● **MATERIAL FOR THIS EXERCISE**:
□ □ □

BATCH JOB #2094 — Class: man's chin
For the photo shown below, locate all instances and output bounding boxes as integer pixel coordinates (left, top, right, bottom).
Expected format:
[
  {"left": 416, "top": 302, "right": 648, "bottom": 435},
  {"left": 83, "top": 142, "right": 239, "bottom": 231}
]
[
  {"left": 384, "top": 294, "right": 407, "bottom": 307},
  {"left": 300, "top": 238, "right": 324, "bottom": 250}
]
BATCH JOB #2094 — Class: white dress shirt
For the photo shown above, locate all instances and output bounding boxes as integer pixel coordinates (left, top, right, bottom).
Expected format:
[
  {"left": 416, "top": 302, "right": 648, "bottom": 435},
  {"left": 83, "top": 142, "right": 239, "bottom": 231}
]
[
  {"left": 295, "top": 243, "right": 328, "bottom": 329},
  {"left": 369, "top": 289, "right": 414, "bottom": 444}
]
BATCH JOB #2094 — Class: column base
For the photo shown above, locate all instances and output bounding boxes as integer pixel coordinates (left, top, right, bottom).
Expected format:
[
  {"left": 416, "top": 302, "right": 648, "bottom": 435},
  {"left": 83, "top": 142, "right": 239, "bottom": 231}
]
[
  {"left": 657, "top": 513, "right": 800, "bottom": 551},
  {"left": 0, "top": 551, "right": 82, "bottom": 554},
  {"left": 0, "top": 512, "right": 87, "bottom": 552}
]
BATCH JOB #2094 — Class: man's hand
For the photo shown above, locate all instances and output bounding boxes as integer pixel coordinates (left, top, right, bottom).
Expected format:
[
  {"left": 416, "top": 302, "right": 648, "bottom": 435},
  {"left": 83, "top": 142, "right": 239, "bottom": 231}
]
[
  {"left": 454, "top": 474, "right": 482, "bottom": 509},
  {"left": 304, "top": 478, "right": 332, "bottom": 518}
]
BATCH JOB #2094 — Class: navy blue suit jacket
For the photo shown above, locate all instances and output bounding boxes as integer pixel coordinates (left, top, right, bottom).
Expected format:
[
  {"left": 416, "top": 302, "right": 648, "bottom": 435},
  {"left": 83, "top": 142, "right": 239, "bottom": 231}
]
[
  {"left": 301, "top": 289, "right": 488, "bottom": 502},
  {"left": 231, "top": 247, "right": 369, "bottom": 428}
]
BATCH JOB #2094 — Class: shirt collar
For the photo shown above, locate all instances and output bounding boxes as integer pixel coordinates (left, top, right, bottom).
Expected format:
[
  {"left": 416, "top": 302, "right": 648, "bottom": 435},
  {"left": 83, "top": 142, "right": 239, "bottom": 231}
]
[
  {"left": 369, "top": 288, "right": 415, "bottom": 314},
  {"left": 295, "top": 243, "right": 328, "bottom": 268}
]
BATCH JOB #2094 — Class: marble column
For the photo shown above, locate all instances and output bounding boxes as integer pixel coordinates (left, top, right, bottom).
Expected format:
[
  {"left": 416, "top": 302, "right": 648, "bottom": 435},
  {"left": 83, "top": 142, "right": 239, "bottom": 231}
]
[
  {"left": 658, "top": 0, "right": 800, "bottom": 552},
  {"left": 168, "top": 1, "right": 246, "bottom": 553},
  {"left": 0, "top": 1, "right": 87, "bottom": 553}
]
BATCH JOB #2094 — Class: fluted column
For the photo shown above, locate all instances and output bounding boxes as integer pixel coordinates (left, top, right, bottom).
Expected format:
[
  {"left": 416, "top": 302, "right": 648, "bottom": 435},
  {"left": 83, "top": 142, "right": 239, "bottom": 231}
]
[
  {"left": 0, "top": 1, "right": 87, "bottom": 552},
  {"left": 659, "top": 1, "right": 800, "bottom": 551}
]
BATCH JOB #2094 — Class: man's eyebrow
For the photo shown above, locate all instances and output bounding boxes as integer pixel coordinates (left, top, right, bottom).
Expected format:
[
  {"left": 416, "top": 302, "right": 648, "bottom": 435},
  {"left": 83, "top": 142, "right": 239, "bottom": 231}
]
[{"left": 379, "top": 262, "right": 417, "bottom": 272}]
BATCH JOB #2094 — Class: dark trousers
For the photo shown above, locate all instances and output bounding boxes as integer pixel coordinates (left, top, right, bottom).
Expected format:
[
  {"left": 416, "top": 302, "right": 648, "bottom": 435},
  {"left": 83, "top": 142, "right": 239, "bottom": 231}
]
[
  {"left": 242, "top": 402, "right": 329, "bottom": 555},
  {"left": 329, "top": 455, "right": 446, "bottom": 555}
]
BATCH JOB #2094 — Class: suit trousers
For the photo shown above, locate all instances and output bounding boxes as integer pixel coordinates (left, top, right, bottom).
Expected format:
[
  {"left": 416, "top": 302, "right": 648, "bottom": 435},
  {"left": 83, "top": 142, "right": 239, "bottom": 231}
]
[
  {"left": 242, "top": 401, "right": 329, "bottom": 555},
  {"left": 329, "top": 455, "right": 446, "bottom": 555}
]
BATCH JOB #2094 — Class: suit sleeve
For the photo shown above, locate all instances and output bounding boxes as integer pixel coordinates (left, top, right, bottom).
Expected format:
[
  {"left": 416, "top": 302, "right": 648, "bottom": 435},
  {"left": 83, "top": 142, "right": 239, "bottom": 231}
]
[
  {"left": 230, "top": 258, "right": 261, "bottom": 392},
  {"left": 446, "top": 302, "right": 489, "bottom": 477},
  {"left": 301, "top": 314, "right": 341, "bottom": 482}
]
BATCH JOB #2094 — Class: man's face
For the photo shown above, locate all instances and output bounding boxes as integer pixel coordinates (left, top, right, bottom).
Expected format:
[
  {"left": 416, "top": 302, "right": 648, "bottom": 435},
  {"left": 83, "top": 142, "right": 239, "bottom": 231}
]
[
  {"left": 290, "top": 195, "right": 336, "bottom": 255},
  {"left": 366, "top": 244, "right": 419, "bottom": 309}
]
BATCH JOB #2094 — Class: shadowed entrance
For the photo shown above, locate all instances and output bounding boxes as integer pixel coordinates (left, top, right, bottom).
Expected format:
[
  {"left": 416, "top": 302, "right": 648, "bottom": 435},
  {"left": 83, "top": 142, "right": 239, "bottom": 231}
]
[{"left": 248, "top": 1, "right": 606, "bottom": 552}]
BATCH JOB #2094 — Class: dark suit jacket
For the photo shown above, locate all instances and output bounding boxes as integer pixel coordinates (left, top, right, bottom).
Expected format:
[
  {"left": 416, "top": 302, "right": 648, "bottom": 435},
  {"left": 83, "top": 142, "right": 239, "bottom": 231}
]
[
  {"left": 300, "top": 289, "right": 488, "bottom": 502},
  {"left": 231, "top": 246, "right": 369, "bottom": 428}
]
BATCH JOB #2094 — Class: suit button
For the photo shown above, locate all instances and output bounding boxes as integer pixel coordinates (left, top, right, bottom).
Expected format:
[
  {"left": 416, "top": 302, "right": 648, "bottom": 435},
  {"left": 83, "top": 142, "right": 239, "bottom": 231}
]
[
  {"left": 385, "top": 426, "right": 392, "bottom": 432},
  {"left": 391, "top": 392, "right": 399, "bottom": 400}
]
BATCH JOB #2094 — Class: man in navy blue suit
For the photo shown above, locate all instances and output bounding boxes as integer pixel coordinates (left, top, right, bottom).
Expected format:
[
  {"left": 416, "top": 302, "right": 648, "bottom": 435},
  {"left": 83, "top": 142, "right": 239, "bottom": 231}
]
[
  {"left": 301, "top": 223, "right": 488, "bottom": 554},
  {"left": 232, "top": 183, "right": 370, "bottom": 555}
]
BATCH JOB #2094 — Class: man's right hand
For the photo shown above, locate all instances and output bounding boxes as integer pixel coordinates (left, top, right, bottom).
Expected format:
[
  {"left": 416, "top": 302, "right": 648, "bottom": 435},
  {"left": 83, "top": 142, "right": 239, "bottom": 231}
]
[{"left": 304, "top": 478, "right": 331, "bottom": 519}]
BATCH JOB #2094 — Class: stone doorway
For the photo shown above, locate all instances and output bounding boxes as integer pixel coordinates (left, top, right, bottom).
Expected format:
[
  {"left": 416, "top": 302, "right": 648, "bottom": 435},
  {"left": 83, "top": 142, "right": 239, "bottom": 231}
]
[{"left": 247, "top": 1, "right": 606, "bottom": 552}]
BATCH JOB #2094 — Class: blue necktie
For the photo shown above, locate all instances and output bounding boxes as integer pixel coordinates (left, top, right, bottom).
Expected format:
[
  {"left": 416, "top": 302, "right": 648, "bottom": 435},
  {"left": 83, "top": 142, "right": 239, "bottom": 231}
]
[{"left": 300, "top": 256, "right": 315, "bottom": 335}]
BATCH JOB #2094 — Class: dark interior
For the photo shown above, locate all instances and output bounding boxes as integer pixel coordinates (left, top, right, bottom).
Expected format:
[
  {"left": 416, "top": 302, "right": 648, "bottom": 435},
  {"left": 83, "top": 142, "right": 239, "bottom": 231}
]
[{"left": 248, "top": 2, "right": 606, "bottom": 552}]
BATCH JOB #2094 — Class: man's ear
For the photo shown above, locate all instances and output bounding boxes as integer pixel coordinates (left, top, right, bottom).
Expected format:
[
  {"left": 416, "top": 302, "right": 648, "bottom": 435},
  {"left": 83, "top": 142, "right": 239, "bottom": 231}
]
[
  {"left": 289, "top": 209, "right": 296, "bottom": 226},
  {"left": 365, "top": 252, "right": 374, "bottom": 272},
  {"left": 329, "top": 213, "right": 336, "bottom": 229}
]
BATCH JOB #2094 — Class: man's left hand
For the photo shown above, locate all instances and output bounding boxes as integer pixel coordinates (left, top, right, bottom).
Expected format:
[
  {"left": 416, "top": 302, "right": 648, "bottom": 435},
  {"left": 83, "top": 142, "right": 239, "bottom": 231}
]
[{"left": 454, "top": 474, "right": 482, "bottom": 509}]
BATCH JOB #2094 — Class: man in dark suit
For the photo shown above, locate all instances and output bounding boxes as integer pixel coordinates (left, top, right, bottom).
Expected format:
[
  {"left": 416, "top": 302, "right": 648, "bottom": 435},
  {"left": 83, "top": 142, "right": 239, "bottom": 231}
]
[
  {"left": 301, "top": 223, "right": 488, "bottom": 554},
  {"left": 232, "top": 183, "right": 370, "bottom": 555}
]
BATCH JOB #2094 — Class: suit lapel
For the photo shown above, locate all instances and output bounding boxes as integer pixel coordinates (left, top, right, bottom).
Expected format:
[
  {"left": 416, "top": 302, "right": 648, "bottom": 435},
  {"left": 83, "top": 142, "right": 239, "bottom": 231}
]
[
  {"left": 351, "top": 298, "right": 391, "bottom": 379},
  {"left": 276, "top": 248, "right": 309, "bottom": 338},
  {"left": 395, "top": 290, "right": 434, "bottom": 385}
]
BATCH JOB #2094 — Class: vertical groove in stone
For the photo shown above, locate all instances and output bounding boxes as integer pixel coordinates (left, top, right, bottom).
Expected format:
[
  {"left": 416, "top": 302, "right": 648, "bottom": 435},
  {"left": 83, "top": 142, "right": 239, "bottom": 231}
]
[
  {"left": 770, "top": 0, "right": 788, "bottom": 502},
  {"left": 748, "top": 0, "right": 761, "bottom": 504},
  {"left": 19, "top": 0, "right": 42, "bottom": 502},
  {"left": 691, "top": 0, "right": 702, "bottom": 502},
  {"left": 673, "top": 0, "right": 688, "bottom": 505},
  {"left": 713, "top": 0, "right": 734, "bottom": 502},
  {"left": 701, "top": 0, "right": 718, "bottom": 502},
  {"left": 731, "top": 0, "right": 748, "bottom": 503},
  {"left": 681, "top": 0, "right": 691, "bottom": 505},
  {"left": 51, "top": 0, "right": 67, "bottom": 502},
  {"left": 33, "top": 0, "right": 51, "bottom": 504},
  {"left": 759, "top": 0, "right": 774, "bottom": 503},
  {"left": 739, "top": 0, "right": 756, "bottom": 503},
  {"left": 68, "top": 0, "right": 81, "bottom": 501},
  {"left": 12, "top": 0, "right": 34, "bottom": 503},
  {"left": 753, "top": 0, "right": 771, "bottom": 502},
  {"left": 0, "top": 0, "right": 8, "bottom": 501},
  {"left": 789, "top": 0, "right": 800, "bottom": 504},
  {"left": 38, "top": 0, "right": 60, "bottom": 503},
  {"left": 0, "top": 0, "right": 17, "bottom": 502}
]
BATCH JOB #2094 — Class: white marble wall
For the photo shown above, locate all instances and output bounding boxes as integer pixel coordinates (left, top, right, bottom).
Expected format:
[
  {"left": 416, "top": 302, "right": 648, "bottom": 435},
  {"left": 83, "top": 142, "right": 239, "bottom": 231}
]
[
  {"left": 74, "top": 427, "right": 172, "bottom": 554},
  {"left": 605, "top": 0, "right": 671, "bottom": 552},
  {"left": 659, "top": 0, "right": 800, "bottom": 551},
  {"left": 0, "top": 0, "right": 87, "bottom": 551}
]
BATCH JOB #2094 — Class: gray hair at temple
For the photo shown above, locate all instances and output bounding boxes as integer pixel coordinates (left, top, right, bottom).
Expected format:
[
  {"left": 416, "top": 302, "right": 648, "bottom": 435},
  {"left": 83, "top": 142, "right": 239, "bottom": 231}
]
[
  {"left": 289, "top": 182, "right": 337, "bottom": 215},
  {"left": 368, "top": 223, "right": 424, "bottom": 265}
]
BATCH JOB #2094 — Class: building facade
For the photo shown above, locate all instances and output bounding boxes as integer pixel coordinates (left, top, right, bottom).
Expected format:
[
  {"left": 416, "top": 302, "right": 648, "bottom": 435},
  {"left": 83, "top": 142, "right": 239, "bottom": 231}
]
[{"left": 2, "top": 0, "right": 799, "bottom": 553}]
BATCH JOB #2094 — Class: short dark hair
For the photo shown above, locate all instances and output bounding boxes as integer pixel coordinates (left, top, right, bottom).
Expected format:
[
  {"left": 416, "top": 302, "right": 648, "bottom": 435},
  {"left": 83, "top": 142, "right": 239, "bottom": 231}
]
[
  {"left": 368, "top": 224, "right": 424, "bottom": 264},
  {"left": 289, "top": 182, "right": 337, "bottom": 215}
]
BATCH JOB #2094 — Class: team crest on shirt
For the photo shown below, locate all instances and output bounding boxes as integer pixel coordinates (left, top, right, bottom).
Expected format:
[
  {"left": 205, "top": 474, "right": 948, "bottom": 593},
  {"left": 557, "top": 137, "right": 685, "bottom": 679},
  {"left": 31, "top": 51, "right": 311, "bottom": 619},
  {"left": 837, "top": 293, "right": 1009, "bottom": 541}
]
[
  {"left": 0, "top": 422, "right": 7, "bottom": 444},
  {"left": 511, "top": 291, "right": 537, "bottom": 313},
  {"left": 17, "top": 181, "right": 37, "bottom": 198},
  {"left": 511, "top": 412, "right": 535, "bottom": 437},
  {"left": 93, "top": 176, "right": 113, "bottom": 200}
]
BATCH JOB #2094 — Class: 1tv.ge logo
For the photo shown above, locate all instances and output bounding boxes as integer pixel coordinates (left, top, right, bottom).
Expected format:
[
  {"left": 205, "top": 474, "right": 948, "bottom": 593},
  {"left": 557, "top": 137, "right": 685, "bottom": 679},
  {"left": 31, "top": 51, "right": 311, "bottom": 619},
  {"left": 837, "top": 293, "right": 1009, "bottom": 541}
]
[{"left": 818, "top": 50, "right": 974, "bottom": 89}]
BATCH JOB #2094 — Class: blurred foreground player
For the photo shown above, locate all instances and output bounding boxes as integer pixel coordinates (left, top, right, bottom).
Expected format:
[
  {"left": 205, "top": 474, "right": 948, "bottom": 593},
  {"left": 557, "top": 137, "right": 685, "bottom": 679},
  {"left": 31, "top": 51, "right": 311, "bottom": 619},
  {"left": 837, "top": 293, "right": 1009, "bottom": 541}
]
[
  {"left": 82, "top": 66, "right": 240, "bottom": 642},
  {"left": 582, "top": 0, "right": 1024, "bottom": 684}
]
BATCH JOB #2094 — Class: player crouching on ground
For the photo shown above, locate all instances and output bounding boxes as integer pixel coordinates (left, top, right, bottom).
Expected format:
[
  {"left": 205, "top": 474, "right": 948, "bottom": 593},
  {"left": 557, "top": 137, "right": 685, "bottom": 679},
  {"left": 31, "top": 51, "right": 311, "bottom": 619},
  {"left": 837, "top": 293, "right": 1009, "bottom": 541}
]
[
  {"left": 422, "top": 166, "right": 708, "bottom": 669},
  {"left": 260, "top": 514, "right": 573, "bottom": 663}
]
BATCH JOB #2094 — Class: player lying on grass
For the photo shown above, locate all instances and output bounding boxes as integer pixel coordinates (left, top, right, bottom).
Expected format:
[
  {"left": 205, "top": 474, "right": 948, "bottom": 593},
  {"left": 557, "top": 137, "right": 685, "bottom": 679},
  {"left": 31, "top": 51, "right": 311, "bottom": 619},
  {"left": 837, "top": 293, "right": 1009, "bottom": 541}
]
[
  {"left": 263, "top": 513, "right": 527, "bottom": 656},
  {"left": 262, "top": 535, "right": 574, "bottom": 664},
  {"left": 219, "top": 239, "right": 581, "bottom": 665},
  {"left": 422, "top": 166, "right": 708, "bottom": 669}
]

□ □ □

● **WHAT TO WORK ON**:
Look through the listing and extract every line with "hair" in it.

● **ANSWER BELOW**:
BATCH JOB #2094 — Class: gray hair at temple
BATCH JOB #2094 — Class: short dark hair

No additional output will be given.